There’s also another way to estimate image similarity, which is based on computing a scalar score for each pair. We’ll be using www.github.com/google/butteraugli
Butteraugli, a simple and user-friendly software for measuring perceived differences between images bases on a scientific approach. Butteraugli is easy to compile (just run $ make ) and offers a simple command-line syntax:
$ ./butteraugli file1 file2
Butteraugli accepts both JPEG and PNG files and requires that both files in a pair have equal dimensions in pixels. The output is a score of similarity, where 0 means that both images are identical, while any other positive value reflects the amount of difference. The great extra feature of
Butteraugli is its ability to draw a ‘heat map’ of differences between images. All you need to do is specify the output file:
$ ./butteraugli file1 file2 heat.ppm
The resulting PPM file will show you areas that have differences between your images. The practical purpose of
Butteraugli is that it helps detect changes that are barely visible to the naked eye. So, while Findimagedupes helps you detect similar images, Butteraugli will be more specific in pointing out what exactly differs.
We’ll now assume that all images that survived our Great Purge are precious, but we still want to reduce their data footprint. Google’s engineers have created a tool that slims down JPEG files without compromising on quality. Guetzli claims a 20-30 per cent improvement in reduced file sizes over the usual way that you write JPEG in Linux using libjpeg. According to the Guetzli developers, it strikes a balance between minimal loss and file size by employing a search algorithm that tries to overcome the difference between the psychovisual modeling of JPEG’s format and Guetzli’s psychovisual model. Guetzli works at a leisurely pace. According to Google’s documentation, it takes about one minute to encode one megapixel of bitmap data. This means Guetzli will be processing each of your photos painfully slowly, but on the plus side the program delivers the best JPEG file size optimisation for images that were compressed with a ratio between 84 and 100. In other words, Guetzli will be useful in case you need to maintain very high image quality without increasing the amount of JPEG compression. It’s great for a one-time optimisation pass that will free some space on your file server or any other storage that you use.
Grab the code from www.github.com/google/guetzli, ensure you have the libpng and libjpeg development files, and run $ make in the project’s directory. You’ll see your binary in bin/Release, and so it’s time to put Guetzli through its paces: $ ./guetzli --quality 84 in.jpg out.jpg
The ratio of 84 is the best (and the lowest possible) for Guetzli. When tested across a set of images, it became clear
that no other method of compressing JPEGs beats Guetzli with that ratio in terms of file size. Here’s a sample command for batch processing several files at once: $ for file in *.jpg; do guetzli --quality 84 “$file” “${file/%ext/ out}”; done
When working with a single file, you can skip the command line routines by turning to a third-party Guetzli graphical tool that you can get from www.github.com/
till213/GuetzliImageIOPlugin. It offers a shared library and a Qt5 Image-plugin together with a beginner-friendly sample app where you can load and preview your JPEGs, set some options and finally ‘bake’ your Guetzli. Although baking is incredibly CPU-intensive, it’s the only state-of-the-art JPEG optimisation tool out there at the moment. The quality of the resulting images is superb – you won’t be able to tell the difference between your originals and the outputs.
········
▶ _PROMPT 1_
Summarize the excerpt on image comparison and JPEG optimization in two sentences.
········
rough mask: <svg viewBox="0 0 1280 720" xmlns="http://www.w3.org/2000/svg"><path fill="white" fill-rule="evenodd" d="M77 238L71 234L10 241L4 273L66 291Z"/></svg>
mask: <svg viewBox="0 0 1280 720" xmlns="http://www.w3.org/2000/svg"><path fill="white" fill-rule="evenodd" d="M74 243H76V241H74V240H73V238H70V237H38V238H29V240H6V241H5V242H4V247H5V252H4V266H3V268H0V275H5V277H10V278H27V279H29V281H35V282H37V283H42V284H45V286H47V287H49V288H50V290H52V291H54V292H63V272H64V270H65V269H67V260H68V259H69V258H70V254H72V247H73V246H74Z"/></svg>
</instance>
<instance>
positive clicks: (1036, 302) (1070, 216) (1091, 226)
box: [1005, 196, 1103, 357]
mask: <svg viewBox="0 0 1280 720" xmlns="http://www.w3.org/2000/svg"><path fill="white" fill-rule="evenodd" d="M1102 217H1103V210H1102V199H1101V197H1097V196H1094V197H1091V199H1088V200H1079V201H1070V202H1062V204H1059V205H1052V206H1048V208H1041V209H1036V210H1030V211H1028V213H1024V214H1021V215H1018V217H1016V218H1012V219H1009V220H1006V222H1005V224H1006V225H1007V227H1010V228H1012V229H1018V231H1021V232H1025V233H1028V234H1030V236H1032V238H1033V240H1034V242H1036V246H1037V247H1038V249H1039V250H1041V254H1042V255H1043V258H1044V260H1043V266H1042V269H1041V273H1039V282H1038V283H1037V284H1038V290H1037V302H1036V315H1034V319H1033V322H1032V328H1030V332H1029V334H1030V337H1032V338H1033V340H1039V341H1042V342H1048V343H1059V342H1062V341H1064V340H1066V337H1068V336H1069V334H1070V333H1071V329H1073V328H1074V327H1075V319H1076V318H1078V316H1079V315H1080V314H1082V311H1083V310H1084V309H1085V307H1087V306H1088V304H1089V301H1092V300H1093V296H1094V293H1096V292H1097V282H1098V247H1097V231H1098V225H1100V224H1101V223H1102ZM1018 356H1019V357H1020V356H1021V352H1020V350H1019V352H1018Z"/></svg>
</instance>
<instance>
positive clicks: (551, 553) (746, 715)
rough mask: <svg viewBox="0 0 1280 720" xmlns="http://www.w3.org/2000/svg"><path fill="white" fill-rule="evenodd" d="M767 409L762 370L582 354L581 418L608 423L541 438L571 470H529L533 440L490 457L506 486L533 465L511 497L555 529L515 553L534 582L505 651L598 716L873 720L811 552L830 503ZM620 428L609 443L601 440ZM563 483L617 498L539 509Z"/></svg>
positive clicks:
········
▶ _PROMPT 2_
Copy every line of the entries that contains the word "clicks".

▶ _WRITTEN SOLUTION 1_
Butteraugli gives a pair of same-size JPEG or PNG images a similarity score, where 0 means identical, and it can also draw a heat map showing where the images differ. Guetzli, a Google tool, slims down JPEG files without compromising quality, but it is slow, taking about one minute per megapixel, and its best and lowest quality setting is 84.

▶ _WRITTEN SOLUTION 2_
positive clicks: (1036, 302) (1070, 216) (1091, 226)
positive clicks: (551, 553) (746, 715)
positive clicks:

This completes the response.